### YOUR GOAL
Which lines run from the one containing "<point>168,331</point>" to the end of the records? Write them out exactly, both ends included, and nothing else.

(Image-grounded pointing data)
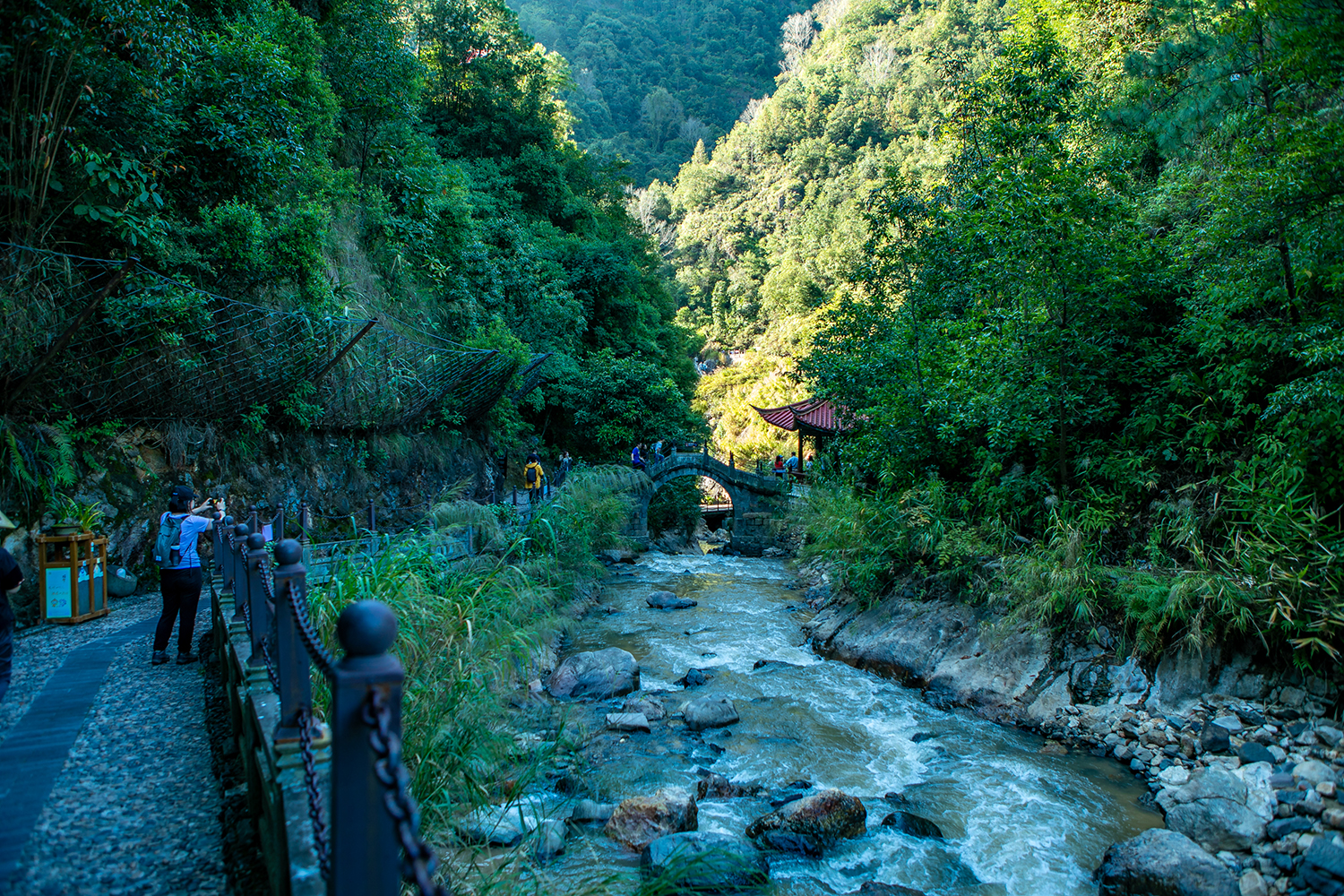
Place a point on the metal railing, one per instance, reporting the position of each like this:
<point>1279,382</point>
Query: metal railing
<point>370,842</point>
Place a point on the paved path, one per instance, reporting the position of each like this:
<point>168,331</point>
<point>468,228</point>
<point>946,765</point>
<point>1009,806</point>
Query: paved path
<point>107,778</point>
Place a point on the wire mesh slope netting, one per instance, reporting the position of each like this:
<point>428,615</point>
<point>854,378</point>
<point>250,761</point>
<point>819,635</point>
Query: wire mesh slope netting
<point>105,340</point>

### RESULT FOR THIS TASK
<point>168,331</point>
<point>468,228</point>
<point>946,765</point>
<point>1009,806</point>
Query: paved path
<point>107,778</point>
Place a point on the wire mesh slope netting, one per instance, reporting the position of each like this:
<point>428,615</point>
<point>854,378</point>
<point>250,761</point>
<point>819,635</point>
Query: wire mesh slope netting
<point>105,340</point>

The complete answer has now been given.